DIRECTIONS FOR THIS TASK ▸ Convert the lines of the records, beginning with the line containing "Where can you spot the metal" and continuing through the end of the records, into a numbered list that leaves out any blank lines.

Records from a data collection ▸
□ □ □

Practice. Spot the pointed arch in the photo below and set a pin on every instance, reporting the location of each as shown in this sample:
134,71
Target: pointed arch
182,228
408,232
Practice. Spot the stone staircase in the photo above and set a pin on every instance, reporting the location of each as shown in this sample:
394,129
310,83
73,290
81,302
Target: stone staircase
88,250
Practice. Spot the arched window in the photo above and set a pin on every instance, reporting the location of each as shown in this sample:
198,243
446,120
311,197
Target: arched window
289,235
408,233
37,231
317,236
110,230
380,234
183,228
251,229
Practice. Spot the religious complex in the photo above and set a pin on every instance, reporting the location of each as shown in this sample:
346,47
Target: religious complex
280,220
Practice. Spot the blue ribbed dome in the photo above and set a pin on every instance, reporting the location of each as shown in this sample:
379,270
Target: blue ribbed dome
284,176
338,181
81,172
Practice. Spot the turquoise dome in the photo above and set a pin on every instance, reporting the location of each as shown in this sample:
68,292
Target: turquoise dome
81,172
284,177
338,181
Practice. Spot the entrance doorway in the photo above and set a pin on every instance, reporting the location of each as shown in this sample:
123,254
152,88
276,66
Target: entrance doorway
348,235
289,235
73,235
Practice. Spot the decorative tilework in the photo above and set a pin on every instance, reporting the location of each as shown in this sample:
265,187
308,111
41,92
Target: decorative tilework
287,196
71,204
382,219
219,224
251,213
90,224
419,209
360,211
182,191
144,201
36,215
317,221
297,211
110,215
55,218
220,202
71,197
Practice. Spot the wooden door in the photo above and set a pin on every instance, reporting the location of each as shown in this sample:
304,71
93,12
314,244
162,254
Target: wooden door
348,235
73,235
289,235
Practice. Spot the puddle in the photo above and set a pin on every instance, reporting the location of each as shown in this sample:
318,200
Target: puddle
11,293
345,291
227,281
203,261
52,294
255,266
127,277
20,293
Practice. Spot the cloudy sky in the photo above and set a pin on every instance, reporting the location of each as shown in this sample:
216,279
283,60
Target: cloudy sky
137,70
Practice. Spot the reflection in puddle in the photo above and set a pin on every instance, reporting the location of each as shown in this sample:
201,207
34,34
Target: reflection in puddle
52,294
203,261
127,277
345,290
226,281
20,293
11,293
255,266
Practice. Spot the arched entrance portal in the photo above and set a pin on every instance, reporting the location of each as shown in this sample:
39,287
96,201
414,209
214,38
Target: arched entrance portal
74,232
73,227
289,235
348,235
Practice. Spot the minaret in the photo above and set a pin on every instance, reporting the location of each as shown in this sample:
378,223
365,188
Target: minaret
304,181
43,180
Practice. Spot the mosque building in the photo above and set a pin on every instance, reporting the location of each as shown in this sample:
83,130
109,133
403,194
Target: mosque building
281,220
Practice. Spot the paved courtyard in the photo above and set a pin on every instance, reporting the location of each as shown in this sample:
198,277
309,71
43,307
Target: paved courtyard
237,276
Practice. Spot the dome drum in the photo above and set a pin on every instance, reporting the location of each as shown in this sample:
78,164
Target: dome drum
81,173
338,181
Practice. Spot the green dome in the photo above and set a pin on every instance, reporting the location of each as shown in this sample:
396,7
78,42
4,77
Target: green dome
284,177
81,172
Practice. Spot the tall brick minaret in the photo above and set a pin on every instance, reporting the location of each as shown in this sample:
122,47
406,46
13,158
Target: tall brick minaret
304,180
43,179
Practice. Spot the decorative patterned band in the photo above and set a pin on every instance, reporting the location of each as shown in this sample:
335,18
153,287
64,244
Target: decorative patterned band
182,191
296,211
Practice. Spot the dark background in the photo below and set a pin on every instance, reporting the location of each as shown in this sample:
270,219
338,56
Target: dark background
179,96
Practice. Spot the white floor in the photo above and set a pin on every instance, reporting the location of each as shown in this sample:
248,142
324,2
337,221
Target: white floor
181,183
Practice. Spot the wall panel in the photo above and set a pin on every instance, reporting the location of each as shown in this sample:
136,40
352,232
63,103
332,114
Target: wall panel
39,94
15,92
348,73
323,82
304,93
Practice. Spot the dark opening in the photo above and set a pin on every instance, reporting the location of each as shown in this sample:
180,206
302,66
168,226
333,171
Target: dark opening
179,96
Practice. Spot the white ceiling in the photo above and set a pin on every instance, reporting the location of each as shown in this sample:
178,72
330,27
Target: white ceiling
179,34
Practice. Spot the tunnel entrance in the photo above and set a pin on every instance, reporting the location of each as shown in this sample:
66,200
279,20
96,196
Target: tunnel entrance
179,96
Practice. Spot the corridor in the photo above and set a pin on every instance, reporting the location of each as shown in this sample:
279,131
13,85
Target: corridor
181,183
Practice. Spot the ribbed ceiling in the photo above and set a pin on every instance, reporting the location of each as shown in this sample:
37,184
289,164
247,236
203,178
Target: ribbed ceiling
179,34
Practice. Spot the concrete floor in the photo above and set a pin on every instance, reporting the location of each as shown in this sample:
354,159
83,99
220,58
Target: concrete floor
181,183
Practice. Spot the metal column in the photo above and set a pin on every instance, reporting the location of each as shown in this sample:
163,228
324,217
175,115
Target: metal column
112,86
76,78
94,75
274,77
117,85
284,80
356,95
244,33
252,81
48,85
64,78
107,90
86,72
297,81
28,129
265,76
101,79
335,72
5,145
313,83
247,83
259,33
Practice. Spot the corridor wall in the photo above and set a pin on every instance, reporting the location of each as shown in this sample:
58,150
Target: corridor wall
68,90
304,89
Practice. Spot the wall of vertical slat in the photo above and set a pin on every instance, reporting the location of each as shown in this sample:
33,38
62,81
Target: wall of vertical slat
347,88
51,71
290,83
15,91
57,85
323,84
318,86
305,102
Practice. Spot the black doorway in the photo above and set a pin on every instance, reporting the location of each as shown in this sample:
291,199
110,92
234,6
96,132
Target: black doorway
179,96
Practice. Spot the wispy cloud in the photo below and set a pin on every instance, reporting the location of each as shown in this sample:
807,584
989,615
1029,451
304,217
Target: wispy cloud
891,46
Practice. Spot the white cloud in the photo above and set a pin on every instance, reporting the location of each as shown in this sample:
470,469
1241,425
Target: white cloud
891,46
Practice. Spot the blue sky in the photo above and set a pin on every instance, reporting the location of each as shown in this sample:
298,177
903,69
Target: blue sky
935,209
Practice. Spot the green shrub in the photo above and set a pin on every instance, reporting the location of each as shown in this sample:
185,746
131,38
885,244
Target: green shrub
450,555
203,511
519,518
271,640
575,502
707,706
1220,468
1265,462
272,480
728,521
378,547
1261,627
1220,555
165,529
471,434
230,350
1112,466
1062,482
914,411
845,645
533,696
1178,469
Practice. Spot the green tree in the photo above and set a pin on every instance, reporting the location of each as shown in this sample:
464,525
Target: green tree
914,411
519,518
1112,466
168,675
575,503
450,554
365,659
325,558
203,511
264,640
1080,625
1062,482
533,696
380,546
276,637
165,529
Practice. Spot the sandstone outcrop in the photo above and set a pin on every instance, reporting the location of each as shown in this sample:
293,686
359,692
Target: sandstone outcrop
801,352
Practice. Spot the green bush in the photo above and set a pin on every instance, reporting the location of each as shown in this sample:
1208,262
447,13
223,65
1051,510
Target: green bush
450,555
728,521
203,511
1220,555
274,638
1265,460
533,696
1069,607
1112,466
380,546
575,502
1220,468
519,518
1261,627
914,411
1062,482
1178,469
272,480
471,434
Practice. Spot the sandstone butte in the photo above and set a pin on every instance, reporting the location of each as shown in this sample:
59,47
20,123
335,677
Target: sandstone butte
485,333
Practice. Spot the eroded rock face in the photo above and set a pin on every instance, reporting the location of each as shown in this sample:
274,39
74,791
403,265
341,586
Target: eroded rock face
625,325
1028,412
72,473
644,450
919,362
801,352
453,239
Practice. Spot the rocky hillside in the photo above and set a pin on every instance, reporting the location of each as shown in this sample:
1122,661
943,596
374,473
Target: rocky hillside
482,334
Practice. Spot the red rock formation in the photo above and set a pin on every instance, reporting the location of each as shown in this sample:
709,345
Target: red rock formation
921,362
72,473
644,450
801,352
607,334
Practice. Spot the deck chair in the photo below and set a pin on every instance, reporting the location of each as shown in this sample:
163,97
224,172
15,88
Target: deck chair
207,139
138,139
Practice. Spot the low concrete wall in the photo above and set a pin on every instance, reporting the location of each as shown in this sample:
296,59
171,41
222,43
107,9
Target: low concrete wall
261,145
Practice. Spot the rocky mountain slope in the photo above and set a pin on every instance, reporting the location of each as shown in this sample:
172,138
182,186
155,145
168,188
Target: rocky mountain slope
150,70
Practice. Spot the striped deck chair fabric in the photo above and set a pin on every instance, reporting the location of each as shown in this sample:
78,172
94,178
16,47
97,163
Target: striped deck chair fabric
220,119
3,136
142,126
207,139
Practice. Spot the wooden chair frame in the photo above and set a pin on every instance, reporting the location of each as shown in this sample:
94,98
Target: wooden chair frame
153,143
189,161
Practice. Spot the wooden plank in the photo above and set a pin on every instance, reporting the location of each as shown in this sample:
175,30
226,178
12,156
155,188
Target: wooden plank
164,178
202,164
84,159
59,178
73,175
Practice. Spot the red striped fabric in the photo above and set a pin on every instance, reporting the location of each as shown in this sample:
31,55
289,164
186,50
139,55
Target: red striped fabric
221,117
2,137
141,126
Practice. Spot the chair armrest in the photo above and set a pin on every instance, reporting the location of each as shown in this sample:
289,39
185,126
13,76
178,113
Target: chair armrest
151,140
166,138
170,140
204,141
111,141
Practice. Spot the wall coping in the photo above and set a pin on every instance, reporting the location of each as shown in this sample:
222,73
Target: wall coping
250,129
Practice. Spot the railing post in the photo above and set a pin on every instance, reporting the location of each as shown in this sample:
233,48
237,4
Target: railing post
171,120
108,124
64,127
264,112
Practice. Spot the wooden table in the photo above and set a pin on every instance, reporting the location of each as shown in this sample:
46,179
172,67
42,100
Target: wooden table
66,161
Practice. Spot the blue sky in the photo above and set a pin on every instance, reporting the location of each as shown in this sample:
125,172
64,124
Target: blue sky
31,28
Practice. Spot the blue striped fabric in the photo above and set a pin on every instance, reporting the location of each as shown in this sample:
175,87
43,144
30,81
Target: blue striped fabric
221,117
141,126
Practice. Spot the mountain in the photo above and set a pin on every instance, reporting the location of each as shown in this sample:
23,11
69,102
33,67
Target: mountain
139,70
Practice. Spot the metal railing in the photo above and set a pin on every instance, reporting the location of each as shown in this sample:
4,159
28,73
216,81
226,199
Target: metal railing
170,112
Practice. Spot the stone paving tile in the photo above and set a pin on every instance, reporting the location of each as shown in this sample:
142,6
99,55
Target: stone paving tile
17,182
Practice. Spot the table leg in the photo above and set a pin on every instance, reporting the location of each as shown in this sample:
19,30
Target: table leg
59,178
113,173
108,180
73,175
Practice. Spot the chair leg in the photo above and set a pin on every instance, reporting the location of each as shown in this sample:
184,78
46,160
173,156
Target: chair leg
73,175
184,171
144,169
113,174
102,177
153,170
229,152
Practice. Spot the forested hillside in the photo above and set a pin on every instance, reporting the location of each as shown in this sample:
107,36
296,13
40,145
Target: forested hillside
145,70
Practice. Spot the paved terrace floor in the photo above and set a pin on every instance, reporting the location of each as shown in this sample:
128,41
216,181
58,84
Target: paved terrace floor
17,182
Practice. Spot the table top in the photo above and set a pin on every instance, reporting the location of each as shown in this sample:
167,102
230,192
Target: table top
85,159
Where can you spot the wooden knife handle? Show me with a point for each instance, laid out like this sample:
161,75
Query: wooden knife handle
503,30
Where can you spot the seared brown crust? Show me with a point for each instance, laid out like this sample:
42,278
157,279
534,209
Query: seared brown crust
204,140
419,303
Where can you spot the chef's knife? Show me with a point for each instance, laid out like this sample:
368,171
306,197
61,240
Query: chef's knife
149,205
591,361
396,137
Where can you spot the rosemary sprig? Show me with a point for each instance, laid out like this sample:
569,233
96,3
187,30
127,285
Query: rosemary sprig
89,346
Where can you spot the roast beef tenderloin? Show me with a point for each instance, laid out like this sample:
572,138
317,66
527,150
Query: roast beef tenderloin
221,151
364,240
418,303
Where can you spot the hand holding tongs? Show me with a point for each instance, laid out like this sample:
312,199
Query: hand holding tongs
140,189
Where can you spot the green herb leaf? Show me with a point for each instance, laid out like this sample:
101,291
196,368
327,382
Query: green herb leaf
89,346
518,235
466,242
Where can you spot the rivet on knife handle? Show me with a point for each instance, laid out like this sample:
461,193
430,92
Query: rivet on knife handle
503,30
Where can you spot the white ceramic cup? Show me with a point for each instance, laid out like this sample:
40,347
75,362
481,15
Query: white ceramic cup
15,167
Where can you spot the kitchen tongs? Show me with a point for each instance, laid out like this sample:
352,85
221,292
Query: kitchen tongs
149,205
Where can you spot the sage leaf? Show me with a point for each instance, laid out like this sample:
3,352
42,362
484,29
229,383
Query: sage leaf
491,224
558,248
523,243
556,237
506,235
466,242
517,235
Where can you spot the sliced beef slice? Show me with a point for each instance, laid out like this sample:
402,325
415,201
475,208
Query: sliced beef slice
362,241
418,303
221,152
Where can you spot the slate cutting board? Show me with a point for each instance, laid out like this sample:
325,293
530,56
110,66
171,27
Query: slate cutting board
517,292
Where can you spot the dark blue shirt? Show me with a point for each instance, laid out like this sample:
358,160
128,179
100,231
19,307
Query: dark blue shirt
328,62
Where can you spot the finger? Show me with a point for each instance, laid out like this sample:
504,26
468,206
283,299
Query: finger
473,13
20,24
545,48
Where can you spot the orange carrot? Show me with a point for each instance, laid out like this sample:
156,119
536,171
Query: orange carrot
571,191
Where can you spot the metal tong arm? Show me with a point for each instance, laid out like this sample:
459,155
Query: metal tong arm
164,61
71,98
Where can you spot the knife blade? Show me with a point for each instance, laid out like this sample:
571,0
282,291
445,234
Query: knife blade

□ □ □

TASK ANSWER ▸
1. Where can you spot the metal tong arm? Show me with a point for each instance, laid out like this sample:
2. 459,155
3. Query: metal tong arm
4. 164,61
5. 71,98
6. Where can you spot the knife blade? Show me with a point for each instance, laid out like this sample:
7. 571,0
8. 282,291
9. 445,234
10. Query: knife blade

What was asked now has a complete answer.